* [PASSAGE]:
Once the economy is near autarky, capitalists and workers will not be able to use their coalition’s political power to pursue further industrialization. Besides, they will be extremely vulnerable to negative shocks in industrial productivity (e.g., an increase in the price of a non-modeled importable input). Under these circumstances, unions may be tempted to use their power against capitalists, thereby weakening their alliance. We have discussed how unions, in their zeal to keep wages from falling in the short run, may introduce distortions that reduce their power in the long run.

Finally, an improvement in terms of trade or an increase in agricultural productivity increases the incentives for landlords to intervene in the political process. The economy will be able to escape the anti-trade trap if landlords are successful in challenging the coalition of industrial workers and capitalists.

* [EXERCISES TO COMPLETE]:
A - Answer these questions about the passage on trade politics:
(i) Once the economy is near autarky, what may unions be tempted to do?
(ii) What two changes increase the incentives for landlords to intervene in the political process?
(iii) Under what condition will the economy be able to escape the anti-trade trap?
B - Pick out each line in the rows below that contains the word "person".

* [RECORDS SUPPLIED]:
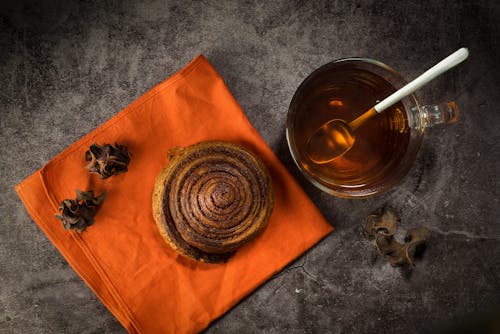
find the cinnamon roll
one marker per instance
(212, 198)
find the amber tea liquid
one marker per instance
(380, 143)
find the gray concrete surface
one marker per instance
(67, 66)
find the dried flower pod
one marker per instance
(382, 226)
(79, 213)
(384, 222)
(107, 160)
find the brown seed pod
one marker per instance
(107, 160)
(79, 213)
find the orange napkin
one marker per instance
(122, 257)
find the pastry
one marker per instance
(212, 198)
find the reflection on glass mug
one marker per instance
(385, 145)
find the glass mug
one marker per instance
(385, 146)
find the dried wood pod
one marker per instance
(79, 213)
(382, 226)
(107, 160)
(212, 198)
(384, 221)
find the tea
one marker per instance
(346, 92)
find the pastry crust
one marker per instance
(212, 198)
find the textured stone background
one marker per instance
(67, 66)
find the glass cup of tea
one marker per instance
(385, 145)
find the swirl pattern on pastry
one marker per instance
(212, 198)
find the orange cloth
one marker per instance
(122, 257)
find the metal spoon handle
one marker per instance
(444, 65)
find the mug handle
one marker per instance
(442, 113)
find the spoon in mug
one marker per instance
(336, 137)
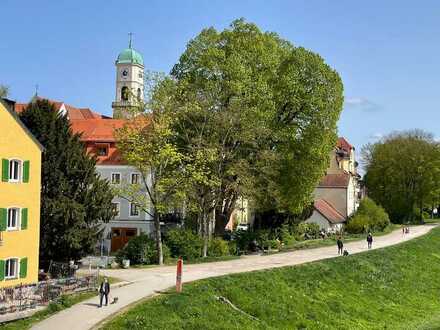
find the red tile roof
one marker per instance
(72, 112)
(328, 211)
(340, 180)
(344, 144)
(97, 130)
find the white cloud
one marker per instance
(360, 103)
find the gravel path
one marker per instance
(145, 282)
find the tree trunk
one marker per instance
(158, 238)
(223, 214)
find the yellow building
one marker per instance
(20, 155)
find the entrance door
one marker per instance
(120, 237)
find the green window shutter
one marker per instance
(24, 217)
(5, 170)
(26, 168)
(23, 267)
(3, 219)
(2, 270)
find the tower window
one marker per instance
(124, 93)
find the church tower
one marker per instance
(129, 81)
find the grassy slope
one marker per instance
(393, 288)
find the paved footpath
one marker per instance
(145, 282)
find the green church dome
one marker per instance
(130, 56)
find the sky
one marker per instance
(386, 52)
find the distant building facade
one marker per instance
(98, 135)
(338, 194)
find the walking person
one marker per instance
(340, 246)
(104, 291)
(370, 240)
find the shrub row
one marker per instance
(177, 243)
(369, 217)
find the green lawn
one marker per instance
(65, 301)
(393, 288)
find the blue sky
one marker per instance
(387, 53)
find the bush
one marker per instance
(359, 224)
(307, 230)
(232, 245)
(285, 236)
(184, 243)
(141, 250)
(218, 248)
(379, 219)
(369, 217)
(243, 239)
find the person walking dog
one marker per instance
(104, 291)
(370, 240)
(340, 246)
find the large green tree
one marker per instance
(403, 174)
(74, 200)
(146, 142)
(267, 109)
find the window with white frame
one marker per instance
(13, 218)
(116, 178)
(134, 210)
(117, 208)
(11, 268)
(134, 178)
(14, 170)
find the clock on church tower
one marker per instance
(129, 81)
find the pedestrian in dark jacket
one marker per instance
(370, 240)
(340, 245)
(104, 291)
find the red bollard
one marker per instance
(179, 275)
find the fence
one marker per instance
(25, 297)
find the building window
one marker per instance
(117, 208)
(13, 218)
(124, 93)
(102, 151)
(116, 178)
(134, 178)
(11, 268)
(134, 210)
(14, 170)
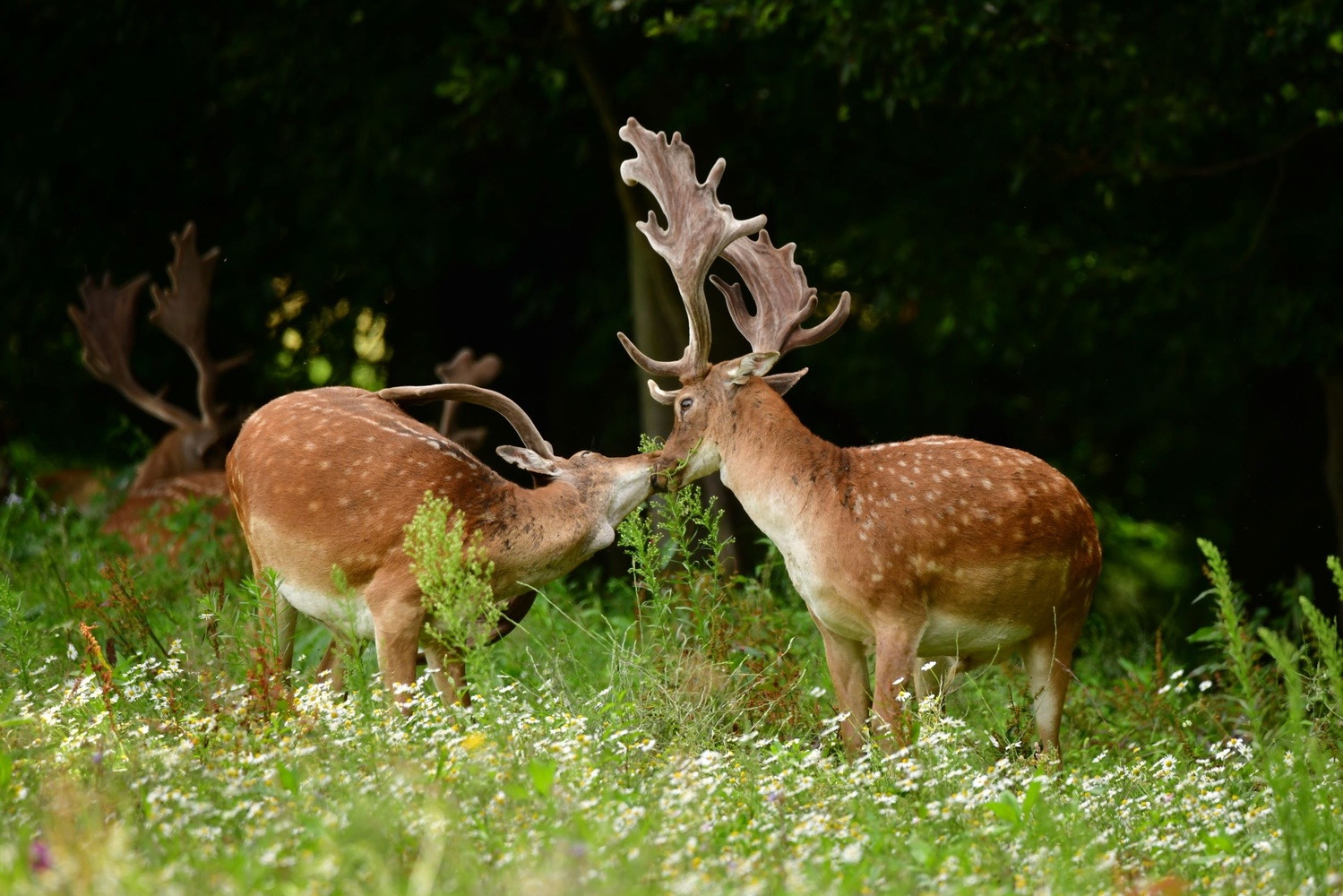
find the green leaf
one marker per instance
(543, 775)
(287, 778)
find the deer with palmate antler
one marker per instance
(936, 547)
(177, 468)
(328, 478)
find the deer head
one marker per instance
(473, 371)
(938, 547)
(328, 478)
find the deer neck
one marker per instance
(536, 535)
(783, 473)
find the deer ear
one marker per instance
(528, 460)
(780, 383)
(661, 395)
(753, 365)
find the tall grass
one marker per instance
(667, 731)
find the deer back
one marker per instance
(330, 477)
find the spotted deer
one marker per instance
(473, 371)
(328, 478)
(179, 466)
(936, 547)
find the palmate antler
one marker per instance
(180, 312)
(699, 228)
(107, 331)
(782, 297)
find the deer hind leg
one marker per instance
(449, 675)
(396, 606)
(279, 616)
(848, 662)
(1049, 667)
(936, 680)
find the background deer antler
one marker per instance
(182, 311)
(699, 228)
(506, 408)
(473, 371)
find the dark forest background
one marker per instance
(1104, 233)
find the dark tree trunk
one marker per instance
(1334, 455)
(659, 322)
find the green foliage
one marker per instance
(454, 576)
(680, 742)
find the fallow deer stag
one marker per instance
(328, 478)
(463, 368)
(936, 547)
(176, 469)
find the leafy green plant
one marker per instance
(454, 576)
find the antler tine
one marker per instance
(780, 293)
(108, 331)
(699, 228)
(182, 311)
(497, 402)
(465, 368)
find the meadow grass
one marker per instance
(673, 731)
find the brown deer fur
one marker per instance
(328, 478)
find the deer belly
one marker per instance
(347, 614)
(826, 603)
(950, 635)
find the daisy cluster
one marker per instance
(137, 786)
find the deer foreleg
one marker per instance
(848, 662)
(896, 668)
(398, 610)
(449, 675)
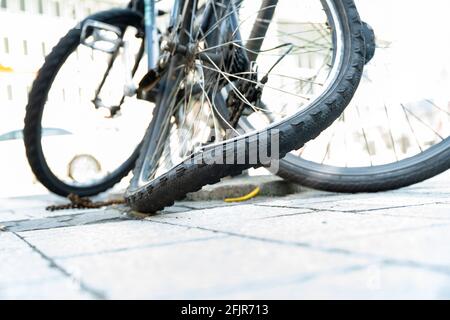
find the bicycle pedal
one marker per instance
(101, 36)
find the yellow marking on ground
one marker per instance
(5, 69)
(247, 197)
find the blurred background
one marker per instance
(409, 76)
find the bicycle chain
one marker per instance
(78, 202)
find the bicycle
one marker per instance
(215, 68)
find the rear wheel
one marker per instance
(396, 130)
(75, 141)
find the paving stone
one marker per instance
(427, 246)
(232, 216)
(199, 270)
(115, 236)
(270, 186)
(321, 229)
(66, 220)
(434, 212)
(61, 289)
(356, 203)
(369, 282)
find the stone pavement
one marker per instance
(307, 245)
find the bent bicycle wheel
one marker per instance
(237, 62)
(396, 131)
(81, 131)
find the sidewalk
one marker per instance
(308, 245)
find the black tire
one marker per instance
(392, 176)
(294, 132)
(38, 97)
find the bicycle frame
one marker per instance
(209, 19)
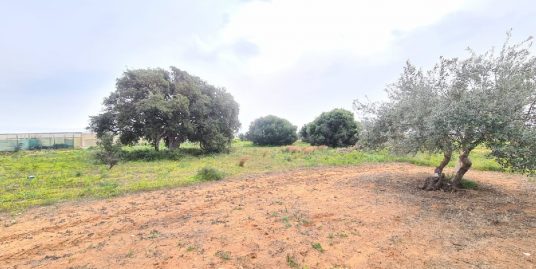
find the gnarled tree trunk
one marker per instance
(464, 166)
(438, 181)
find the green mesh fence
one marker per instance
(36, 141)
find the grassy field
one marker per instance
(30, 178)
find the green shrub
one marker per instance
(209, 173)
(272, 131)
(108, 152)
(336, 128)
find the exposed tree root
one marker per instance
(437, 183)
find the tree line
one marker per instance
(485, 99)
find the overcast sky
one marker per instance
(294, 59)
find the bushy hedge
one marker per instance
(336, 128)
(273, 131)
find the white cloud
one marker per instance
(286, 31)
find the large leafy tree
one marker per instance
(335, 128)
(485, 99)
(173, 106)
(272, 130)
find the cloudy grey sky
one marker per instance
(294, 59)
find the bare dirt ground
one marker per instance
(369, 216)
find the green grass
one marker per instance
(31, 178)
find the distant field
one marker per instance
(30, 178)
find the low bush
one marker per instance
(209, 174)
(336, 128)
(108, 151)
(272, 131)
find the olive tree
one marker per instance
(171, 106)
(485, 99)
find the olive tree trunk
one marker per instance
(447, 155)
(464, 164)
(438, 181)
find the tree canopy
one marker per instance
(485, 99)
(336, 128)
(173, 106)
(272, 130)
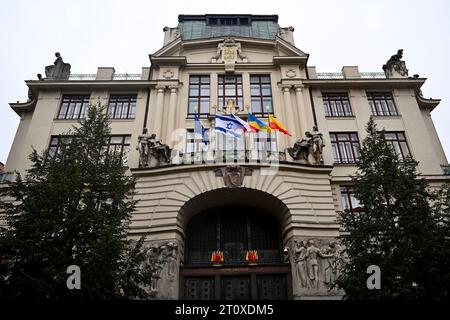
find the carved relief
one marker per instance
(165, 281)
(168, 74)
(290, 73)
(233, 176)
(228, 52)
(152, 152)
(315, 266)
(308, 149)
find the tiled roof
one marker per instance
(260, 27)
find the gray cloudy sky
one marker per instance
(121, 34)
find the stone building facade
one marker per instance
(273, 193)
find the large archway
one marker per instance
(234, 221)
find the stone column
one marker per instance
(171, 118)
(158, 115)
(290, 124)
(303, 114)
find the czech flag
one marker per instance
(256, 124)
(275, 125)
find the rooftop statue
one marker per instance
(395, 65)
(59, 70)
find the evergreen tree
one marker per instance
(73, 208)
(398, 229)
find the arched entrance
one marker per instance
(233, 230)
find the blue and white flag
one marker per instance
(200, 130)
(229, 125)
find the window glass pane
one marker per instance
(268, 105)
(256, 106)
(204, 106)
(193, 90)
(254, 90)
(204, 90)
(266, 91)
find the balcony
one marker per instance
(115, 76)
(232, 156)
(342, 75)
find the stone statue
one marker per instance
(395, 64)
(312, 263)
(159, 151)
(301, 148)
(300, 262)
(164, 280)
(311, 144)
(332, 263)
(317, 145)
(143, 147)
(59, 70)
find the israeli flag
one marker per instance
(229, 126)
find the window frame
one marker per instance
(199, 97)
(222, 98)
(261, 97)
(339, 97)
(339, 142)
(377, 108)
(398, 141)
(348, 193)
(85, 99)
(131, 110)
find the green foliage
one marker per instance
(399, 228)
(72, 209)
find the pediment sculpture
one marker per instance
(228, 52)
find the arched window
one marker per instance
(233, 230)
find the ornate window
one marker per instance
(261, 93)
(122, 106)
(345, 147)
(73, 107)
(56, 142)
(230, 87)
(398, 142)
(118, 145)
(348, 200)
(382, 104)
(266, 144)
(336, 104)
(230, 148)
(233, 230)
(195, 146)
(199, 96)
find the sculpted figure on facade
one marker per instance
(59, 70)
(315, 265)
(308, 149)
(166, 255)
(143, 147)
(300, 262)
(229, 51)
(395, 65)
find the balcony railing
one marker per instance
(340, 75)
(330, 75)
(372, 75)
(232, 156)
(116, 76)
(82, 76)
(127, 76)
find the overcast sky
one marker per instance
(121, 34)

* [SOLVED PROBLEMS]:
A -
(i) Use their power against capitalists, thereby weakening their alliance.
(ii) An improvement in terms of trade or an increase in agricultural productivity.
(iii) If landlords are successful in challenging the coalition of industrial workers and capitalists.

B -
find the walking person
find the person walking dog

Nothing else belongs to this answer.